• Written request
Rewrite the lines from the one containing "query (the noun phrase to segment): stone" through the end of the records, inclusive, as a numbered list, leaving out any blank lines.

START Given records

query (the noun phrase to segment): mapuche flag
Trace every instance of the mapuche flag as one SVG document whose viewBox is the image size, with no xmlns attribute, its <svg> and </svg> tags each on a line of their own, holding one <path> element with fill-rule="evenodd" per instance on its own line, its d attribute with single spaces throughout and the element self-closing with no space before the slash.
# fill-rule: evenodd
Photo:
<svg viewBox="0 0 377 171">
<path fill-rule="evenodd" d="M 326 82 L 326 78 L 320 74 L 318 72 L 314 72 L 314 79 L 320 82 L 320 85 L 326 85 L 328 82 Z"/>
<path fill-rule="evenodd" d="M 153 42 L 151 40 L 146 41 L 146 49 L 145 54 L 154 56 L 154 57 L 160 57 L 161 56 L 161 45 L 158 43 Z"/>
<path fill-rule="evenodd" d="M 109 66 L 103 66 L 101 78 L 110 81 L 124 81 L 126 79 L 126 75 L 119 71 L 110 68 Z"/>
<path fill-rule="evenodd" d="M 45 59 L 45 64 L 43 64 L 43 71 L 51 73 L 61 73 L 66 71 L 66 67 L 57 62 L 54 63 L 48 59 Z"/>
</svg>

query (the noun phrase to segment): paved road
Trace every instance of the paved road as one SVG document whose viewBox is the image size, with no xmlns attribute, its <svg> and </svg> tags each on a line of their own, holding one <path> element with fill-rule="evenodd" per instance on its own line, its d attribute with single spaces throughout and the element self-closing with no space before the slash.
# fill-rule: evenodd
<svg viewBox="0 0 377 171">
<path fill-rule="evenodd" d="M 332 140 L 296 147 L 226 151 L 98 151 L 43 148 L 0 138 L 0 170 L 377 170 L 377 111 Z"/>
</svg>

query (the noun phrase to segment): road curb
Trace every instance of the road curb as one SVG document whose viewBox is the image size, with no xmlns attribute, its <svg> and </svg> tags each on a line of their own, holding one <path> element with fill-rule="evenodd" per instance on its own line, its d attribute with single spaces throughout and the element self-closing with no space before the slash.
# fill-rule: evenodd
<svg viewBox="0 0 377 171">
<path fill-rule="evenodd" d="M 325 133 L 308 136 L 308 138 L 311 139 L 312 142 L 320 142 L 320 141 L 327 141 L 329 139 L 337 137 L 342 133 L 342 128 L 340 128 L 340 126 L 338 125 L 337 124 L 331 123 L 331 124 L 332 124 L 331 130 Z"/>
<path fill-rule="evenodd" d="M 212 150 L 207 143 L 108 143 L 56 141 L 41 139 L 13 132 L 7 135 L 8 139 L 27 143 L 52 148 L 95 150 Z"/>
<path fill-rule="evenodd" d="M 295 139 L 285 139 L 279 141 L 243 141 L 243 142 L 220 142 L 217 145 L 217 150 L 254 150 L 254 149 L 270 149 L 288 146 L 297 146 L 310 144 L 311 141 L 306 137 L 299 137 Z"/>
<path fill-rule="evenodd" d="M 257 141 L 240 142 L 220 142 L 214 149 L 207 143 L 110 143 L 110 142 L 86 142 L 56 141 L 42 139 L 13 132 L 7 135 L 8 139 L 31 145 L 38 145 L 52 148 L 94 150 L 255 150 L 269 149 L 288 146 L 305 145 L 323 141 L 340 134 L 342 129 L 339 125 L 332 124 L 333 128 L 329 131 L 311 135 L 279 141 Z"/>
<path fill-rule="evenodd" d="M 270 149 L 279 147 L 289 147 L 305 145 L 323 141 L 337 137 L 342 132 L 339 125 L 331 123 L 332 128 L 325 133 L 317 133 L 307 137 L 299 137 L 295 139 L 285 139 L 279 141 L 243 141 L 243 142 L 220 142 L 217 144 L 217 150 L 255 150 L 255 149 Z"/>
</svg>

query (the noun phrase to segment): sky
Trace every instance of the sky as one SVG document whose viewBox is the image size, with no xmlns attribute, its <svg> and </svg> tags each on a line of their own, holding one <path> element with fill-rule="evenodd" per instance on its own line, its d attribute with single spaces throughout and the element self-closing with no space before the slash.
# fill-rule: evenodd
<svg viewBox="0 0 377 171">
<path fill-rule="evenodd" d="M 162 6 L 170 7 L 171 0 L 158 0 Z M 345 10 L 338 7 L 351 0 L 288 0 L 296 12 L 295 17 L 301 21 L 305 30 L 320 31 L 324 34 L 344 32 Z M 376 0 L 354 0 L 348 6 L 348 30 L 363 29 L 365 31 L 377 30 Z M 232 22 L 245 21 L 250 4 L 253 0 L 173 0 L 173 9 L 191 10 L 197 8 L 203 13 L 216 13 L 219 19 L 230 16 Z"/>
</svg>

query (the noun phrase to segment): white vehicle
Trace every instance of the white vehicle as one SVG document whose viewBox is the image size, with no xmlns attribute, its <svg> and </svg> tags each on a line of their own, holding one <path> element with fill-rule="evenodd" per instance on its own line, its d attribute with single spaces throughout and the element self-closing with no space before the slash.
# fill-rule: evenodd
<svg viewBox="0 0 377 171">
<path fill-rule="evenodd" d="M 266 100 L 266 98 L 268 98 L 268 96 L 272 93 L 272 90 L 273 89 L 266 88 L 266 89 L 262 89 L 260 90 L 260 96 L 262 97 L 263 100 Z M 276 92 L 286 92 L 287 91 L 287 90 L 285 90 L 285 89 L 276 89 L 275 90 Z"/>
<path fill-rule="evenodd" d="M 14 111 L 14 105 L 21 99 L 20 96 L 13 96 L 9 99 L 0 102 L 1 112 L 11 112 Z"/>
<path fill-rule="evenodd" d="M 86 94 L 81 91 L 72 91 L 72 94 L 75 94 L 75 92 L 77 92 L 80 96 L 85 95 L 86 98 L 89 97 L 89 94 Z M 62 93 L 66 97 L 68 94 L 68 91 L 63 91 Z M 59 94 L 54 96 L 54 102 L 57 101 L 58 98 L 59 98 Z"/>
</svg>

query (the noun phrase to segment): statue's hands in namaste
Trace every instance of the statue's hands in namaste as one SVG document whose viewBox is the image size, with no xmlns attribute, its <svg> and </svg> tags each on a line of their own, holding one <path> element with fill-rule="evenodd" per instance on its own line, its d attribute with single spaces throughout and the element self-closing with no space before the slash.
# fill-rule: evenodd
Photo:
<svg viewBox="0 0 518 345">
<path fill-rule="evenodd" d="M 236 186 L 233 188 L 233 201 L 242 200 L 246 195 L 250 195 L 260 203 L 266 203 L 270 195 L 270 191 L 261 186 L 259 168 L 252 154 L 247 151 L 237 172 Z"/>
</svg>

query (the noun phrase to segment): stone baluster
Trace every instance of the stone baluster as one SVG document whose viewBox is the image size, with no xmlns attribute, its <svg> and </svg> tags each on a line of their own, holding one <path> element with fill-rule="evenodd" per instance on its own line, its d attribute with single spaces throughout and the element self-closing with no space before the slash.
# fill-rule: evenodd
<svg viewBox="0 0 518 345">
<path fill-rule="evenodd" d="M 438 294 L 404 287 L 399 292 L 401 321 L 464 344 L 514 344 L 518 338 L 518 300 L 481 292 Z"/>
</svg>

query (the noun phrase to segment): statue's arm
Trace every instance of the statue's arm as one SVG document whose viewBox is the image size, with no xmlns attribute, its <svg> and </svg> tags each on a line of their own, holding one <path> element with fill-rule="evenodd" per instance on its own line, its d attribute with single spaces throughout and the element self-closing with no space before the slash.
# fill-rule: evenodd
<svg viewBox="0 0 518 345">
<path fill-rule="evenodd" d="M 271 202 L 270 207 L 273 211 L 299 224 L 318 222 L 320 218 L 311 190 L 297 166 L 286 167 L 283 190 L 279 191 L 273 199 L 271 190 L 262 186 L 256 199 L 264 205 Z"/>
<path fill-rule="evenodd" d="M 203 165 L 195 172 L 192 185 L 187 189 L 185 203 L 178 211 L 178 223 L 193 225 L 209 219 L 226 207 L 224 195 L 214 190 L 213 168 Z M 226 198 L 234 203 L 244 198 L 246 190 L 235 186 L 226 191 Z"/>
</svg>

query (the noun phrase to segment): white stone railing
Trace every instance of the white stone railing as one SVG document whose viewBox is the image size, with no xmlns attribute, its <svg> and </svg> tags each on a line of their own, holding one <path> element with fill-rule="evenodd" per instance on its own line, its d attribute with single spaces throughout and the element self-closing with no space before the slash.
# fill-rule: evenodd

END Given records

• Output
1. query (the noun phrase to segment): stone baluster
2. Trace every instance of the stone baluster as one SVG document whose viewBox is the image size, with no xmlns attribute, its <svg> and </svg> tags each on a line of their own, holding one <path> element with fill-rule="evenodd" per instance on its own line, its d attribute with single spaces throughout and the element self-closing with no space before the slash.
3. # fill-rule: evenodd
4. <svg viewBox="0 0 518 345">
5. <path fill-rule="evenodd" d="M 438 294 L 404 287 L 399 292 L 401 321 L 464 344 L 514 344 L 518 338 L 518 300 L 481 292 Z"/>
6. </svg>
7. query (the noun phrase to segment): statue's arm
8. Trace every instance of the statue's arm as one SVG document whose viewBox is the image size, with no xmlns attribute, its <svg> and </svg> tags each on a line of their own, holding one <path> element with fill-rule="evenodd" per instance on its own line, its d attribute with single spaces throughout and the element self-closing with no space before the slash.
9. # fill-rule: evenodd
10. <svg viewBox="0 0 518 345">
11. <path fill-rule="evenodd" d="M 271 202 L 270 207 L 273 211 L 299 224 L 318 222 L 320 218 L 311 190 L 297 166 L 286 167 L 283 190 L 279 191 L 273 199 L 271 190 L 262 186 L 256 199 L 264 205 Z"/>
12. <path fill-rule="evenodd" d="M 203 165 L 195 172 L 192 185 L 187 189 L 185 203 L 178 211 L 178 223 L 193 225 L 209 219 L 226 207 L 224 195 L 214 190 L 213 168 Z M 226 198 L 234 203 L 244 198 L 246 190 L 235 186 L 226 191 Z"/>
13. </svg>
14. query (the noun phrase to segment): white stone railing
15. Trace every instance of the white stone railing as one SVG document whose viewBox is the image size, with no xmlns attribute, its <svg> and </svg> tags each on a line of their own, holding one <path> element with fill-rule="evenodd" per instance on its own line, its d attribute with single spaces throughout and the element self-closing with no space before the slash.
16. # fill-rule: evenodd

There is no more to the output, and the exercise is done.